• **Given problem**
Reproduce every one of the entries below word for word, changing nothing.

• **Dataset**
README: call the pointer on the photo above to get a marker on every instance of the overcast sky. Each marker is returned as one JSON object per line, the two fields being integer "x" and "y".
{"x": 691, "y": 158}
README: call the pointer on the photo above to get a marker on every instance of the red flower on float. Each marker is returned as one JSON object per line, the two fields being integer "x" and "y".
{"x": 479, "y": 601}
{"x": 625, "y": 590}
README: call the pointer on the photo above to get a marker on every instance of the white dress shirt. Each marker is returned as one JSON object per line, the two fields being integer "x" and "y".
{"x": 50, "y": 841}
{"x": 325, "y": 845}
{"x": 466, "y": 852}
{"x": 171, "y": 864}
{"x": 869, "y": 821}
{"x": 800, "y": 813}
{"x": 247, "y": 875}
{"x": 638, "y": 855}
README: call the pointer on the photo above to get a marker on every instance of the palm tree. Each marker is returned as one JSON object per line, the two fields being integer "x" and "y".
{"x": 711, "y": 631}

• **Result for this exercise**
README: call the pointer on the photo above to get a marker on every instance of the overcast sky. Each marker is returned as one JSON object per line, the two fields being integer "x" and "y".
{"x": 691, "y": 158}
README: call the pointer on the photo above to get a marker on every instance of the red flower on float. Each marker is returned as one JSON object per line, the two fields being integer "x" and "y".
{"x": 479, "y": 601}
{"x": 625, "y": 590}
README: call the pointer on the photo above to get a marker on every instance of the white dress shirt. Each marker is returned as one JSON object per line, the two fields being integer "x" and "y".
{"x": 50, "y": 841}
{"x": 325, "y": 845}
{"x": 466, "y": 852}
{"x": 171, "y": 864}
{"x": 869, "y": 821}
{"x": 800, "y": 813}
{"x": 247, "y": 875}
{"x": 638, "y": 855}
README: call the pointer on the photo above to get a marker on every instance of the palm tree. Each marker is returned as one JSON object per line, the two fields being integer "x" and "y".
{"x": 711, "y": 631}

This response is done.